TASK REQUIREMENTS:
Nothing but the lines from the one with "For each instance of the gray" down to the one with "For each instance of the exterior white" should be returned, exactly and with both ends included, from the material below.
%%
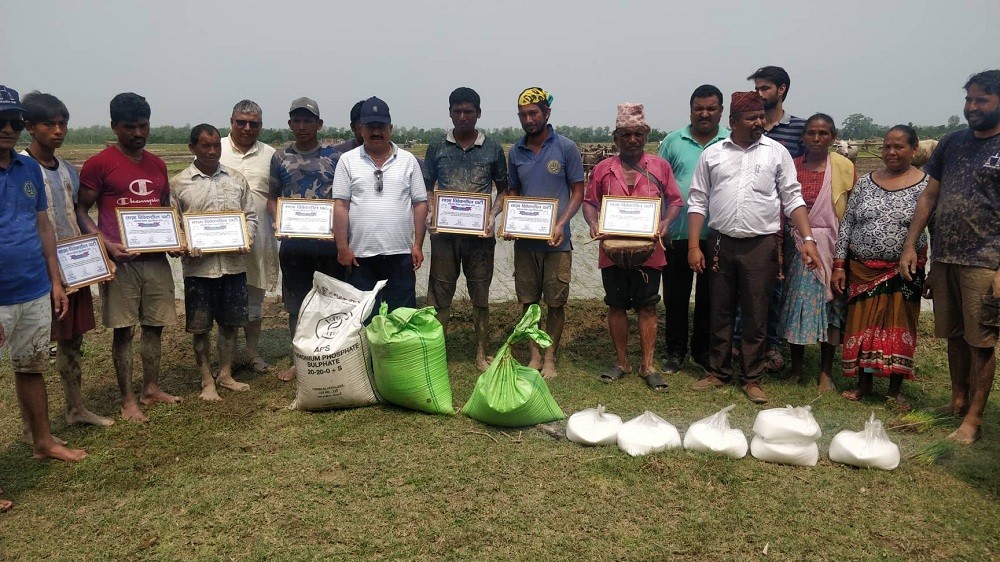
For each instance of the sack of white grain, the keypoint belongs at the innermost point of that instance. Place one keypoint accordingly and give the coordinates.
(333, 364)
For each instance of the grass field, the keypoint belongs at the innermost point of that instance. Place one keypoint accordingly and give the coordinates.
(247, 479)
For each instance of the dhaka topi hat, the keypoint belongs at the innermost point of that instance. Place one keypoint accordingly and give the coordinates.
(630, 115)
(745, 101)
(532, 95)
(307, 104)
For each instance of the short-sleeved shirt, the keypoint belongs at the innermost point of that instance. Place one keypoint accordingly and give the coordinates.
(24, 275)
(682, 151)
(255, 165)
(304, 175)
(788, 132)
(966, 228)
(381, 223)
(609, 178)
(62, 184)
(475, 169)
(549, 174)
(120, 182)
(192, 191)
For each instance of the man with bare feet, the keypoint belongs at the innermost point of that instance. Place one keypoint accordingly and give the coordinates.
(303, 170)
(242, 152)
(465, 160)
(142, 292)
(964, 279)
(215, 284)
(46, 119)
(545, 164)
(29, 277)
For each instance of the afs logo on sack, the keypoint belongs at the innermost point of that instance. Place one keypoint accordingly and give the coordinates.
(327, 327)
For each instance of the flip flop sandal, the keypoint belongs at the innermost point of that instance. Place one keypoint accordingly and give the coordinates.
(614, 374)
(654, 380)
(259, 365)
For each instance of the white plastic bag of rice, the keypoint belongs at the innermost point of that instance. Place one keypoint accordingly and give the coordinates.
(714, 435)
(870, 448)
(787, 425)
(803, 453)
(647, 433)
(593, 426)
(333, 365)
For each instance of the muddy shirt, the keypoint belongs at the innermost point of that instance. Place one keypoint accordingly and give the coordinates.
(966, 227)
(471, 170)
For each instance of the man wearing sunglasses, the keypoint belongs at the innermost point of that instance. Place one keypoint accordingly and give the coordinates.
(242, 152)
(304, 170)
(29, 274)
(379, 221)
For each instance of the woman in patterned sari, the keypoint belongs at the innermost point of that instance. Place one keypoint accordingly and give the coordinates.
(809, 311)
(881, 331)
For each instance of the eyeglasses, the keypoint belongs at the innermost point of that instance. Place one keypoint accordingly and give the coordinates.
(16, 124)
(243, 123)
%%
%%
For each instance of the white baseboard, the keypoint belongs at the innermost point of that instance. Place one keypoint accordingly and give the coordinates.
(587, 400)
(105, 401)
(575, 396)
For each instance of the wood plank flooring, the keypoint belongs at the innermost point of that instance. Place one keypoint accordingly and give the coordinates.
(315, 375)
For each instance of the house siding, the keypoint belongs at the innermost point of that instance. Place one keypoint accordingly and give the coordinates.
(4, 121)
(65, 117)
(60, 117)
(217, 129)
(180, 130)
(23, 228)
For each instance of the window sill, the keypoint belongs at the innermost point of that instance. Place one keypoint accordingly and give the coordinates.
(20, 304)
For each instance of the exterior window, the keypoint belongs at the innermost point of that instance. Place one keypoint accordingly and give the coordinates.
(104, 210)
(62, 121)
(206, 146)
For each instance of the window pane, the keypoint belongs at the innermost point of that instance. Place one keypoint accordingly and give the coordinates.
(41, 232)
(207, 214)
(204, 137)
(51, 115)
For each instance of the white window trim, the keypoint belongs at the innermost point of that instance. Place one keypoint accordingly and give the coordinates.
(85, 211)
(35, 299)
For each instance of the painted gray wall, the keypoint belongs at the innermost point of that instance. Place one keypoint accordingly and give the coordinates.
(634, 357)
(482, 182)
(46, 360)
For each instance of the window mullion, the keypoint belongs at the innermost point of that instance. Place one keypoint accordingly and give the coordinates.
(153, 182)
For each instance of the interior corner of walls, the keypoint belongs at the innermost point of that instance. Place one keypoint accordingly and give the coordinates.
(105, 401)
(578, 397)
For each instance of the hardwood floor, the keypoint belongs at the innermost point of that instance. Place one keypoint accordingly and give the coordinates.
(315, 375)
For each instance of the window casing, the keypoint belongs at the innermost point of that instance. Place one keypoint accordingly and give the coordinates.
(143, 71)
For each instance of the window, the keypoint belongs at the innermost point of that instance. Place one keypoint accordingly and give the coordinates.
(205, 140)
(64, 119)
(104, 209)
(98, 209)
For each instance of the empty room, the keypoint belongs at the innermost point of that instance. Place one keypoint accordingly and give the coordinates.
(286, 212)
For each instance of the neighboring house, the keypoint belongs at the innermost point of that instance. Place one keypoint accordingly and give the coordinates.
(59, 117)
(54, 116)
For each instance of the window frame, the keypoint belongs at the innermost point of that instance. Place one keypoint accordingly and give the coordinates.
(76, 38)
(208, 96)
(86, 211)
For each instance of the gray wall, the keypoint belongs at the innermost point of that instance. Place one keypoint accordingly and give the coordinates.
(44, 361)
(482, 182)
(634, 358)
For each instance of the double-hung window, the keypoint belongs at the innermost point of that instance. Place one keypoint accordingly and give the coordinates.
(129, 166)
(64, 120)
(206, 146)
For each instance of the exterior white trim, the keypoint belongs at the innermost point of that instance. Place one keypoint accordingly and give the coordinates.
%%
ANSWER TO THIS TASK:
For each instance of the gray wall, the keypoint belongs at the innermost point of that instance. Place one keypoint accordingly and give the coordinates.
(44, 361)
(482, 182)
(634, 358)
For each instance of the double-hung window, the keypoint belongs at the innermost point of that instance. Place one keypoint accordingly and give the coordinates.
(129, 166)
(64, 120)
(206, 146)
For each instance of the exterior white trim, the keypoint belongs at the innermost point of that instance. Place one keypoint accordingly and give the coordinates.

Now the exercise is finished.